■ **WHAT YOU NEED TO DO**: Rewrite everything in the records from the line containing "Can you tell me where the dark gray lower" down to the line containing "420,253 -> 522,274", including both of those lines, as a JSON list of strings with one string per line and any blank lines omitted.

(Extracted data entries)
** START **

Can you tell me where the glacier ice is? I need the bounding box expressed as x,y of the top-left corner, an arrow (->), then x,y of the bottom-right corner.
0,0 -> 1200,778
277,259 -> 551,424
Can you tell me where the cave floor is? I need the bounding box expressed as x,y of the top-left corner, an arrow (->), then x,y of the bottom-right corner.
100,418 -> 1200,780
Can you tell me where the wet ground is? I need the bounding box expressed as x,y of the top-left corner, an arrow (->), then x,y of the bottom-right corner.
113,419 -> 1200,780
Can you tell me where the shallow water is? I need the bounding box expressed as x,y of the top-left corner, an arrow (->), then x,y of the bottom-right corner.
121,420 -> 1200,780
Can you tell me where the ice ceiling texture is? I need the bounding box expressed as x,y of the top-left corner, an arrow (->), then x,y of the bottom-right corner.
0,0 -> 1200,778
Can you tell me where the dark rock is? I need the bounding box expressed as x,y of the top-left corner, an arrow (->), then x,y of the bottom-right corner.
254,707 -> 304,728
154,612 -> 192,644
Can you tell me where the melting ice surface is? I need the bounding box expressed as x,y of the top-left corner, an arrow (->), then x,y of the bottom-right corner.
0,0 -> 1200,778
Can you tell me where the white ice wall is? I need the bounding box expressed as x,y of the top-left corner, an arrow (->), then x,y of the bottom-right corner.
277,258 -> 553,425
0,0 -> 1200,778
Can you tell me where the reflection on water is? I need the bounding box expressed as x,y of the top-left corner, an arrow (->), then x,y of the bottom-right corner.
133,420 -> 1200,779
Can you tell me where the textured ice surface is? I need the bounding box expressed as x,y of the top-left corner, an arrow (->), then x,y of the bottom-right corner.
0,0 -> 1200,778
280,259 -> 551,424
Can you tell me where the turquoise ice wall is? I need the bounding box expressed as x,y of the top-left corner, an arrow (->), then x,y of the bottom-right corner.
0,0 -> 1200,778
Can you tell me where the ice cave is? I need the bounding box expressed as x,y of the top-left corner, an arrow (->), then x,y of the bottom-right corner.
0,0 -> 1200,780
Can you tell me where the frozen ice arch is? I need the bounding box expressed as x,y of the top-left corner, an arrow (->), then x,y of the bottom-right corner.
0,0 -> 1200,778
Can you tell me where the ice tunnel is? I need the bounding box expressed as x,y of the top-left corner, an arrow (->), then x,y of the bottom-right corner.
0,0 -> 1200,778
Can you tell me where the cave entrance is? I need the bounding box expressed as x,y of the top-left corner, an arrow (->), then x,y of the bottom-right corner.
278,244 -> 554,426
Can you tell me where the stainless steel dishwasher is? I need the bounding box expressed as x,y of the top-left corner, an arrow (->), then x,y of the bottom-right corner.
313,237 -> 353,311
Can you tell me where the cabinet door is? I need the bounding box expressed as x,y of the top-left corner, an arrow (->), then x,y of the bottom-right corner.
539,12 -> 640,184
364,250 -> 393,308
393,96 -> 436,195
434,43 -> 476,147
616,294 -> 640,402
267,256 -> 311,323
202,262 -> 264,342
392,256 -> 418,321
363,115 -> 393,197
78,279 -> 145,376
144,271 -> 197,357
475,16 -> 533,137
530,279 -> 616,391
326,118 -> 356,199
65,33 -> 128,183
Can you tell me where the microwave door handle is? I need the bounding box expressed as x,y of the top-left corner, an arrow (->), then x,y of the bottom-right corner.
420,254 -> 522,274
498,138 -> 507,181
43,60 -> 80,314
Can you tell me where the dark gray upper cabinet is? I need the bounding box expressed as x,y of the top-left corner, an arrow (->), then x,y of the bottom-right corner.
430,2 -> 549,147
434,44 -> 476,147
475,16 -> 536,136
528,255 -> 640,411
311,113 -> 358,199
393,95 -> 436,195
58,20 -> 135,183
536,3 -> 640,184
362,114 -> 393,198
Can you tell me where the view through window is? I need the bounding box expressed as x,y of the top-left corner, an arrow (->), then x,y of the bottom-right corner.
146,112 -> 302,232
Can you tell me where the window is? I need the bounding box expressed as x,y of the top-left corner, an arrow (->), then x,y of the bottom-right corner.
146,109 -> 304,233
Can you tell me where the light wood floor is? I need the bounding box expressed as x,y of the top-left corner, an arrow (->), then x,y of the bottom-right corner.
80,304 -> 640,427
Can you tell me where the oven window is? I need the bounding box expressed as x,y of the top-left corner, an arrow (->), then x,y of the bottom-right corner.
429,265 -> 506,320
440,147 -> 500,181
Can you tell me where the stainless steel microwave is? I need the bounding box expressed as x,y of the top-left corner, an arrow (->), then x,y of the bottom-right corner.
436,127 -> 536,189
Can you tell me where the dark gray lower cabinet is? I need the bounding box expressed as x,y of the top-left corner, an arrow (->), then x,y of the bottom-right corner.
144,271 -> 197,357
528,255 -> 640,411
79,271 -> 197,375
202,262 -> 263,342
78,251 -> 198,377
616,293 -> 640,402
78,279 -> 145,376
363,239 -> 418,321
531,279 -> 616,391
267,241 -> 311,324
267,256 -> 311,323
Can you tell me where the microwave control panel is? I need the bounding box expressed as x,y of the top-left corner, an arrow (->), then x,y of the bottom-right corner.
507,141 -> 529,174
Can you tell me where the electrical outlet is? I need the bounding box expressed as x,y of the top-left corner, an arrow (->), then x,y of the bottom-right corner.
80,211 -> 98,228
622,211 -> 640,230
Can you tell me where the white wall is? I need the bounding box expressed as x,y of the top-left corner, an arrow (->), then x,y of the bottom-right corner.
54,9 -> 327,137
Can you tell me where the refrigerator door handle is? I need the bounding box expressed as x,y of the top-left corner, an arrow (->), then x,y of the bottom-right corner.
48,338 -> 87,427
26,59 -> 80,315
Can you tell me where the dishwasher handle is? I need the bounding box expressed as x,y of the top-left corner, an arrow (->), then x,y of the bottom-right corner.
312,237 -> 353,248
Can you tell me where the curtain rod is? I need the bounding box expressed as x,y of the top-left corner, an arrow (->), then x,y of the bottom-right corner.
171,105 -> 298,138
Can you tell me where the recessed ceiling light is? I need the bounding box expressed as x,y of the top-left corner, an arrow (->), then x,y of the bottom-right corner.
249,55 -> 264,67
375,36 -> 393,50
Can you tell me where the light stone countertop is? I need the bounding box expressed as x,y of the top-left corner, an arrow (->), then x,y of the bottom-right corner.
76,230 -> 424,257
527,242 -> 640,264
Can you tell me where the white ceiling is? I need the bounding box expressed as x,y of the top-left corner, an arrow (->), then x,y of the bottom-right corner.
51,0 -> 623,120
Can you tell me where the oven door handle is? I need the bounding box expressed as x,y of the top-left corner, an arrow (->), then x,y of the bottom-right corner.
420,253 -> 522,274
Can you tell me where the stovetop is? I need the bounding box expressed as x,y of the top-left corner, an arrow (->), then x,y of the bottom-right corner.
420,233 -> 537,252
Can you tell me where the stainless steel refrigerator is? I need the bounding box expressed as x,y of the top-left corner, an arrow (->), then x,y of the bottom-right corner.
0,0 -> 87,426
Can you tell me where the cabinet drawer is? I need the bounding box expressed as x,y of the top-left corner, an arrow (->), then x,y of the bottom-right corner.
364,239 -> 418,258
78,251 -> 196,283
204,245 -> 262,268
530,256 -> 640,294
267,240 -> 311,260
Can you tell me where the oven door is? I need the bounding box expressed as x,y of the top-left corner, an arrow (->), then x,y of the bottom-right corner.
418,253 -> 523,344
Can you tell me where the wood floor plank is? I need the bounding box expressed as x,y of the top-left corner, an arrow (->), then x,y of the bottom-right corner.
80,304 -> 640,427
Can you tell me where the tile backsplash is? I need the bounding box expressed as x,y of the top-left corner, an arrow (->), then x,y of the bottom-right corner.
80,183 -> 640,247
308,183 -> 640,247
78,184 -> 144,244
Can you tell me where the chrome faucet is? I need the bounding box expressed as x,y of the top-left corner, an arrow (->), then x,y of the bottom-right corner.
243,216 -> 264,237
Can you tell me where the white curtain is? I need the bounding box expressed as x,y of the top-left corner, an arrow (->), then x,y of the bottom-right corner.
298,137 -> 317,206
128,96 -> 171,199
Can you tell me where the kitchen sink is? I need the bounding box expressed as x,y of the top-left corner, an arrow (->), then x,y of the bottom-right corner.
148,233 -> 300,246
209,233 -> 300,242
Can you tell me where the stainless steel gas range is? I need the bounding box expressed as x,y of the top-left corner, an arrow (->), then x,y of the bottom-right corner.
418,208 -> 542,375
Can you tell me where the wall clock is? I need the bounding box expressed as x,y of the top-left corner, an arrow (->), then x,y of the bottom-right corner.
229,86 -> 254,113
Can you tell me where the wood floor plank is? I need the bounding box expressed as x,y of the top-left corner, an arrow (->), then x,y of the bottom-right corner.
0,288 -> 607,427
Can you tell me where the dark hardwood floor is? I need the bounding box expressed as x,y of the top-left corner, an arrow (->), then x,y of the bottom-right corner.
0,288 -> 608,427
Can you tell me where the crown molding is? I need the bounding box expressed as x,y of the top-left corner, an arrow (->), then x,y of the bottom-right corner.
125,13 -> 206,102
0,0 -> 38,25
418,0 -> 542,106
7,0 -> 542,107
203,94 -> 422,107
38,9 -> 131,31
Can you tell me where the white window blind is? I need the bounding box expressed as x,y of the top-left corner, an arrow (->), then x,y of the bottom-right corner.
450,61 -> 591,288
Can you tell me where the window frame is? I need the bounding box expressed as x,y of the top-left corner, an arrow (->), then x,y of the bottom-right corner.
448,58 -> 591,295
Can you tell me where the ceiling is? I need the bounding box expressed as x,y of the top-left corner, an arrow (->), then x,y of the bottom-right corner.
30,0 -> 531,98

** END **

■ **WRITTEN RESPONSE**:
[
  "Can you tell me where the dark gray lower cabinet is? I need the bounding box expressed as x,y of the top-left corner, an arrow (->), then x,y of the bottom-right corner.",
  "144,271 -> 197,357",
  "528,255 -> 640,411",
  "79,271 -> 197,375",
  "202,262 -> 263,342",
  "78,251 -> 198,377",
  "616,293 -> 640,402",
  "78,279 -> 145,376",
  "363,239 -> 418,321",
  "531,279 -> 616,391",
  "267,241 -> 311,324",
  "267,256 -> 311,323",
  "Can you tell me where the microwave control panel is? I need the bounding box expressed as x,y of the top-left corner, an arrow (->), then x,y of the bottom-right corner.",
  "507,141 -> 529,174",
  "Can you tell me where the electrical outlet is? I need the bounding box expressed as x,y of the top-left corner, an arrow (->), then x,y of the bottom-right corner.",
  "80,211 -> 98,228",
  "622,211 -> 640,230",
  "Can you tell me where the white wall is? I need the bounding box expressed as x,y of the top-left corner, an arrow (->), then x,y of the bottom-right corner.",
  "54,9 -> 327,137",
  "Can you tell me where the refrigerator door handle is? I need the bounding box expressed as x,y of the top-left corner, an arrow (->), then x,y of the bottom-right corner.",
  "48,338 -> 87,427",
  "26,59 -> 80,315",
  "Can you tell me where the dishwasher handle is? I need the bounding box expressed as x,y of the top-left corner, an arrow (->), then x,y of the bottom-right corner.",
  "312,237 -> 353,248",
  "Can you tell me where the curtain rod is? I need the bounding box expressed as x,y of the top-left corner, an arrow (->), then x,y of the bottom-right corner.",
  "171,105 -> 298,138",
  "Can you tell me where the recessed ceiling light is? I need the bounding box expressed as x,y of the top-left corner, an arrow (->), then x,y of the bottom-right corner.",
  "249,55 -> 264,67",
  "375,36 -> 393,50",
  "Can you tell me where the light stone countertop is? I need the bounding box expressed as x,y of the top-left corner, an arrow (->), then x,y of the bottom-right corner.",
  "76,230 -> 424,257",
  "527,242 -> 640,264",
  "Can you tell me where the white ceiling is? I need the bounding box expressed as x,y of the top-left corner, an arrow (->), then x,y of the bottom-right corner.",
  "51,0 -> 623,120",
  "Can you tell me where the oven door handle is? I need the bounding box expressed as x,y of the top-left corner, an arrow (->), then x,y of the bottom-right corner.",
  "420,253 -> 522,274"
]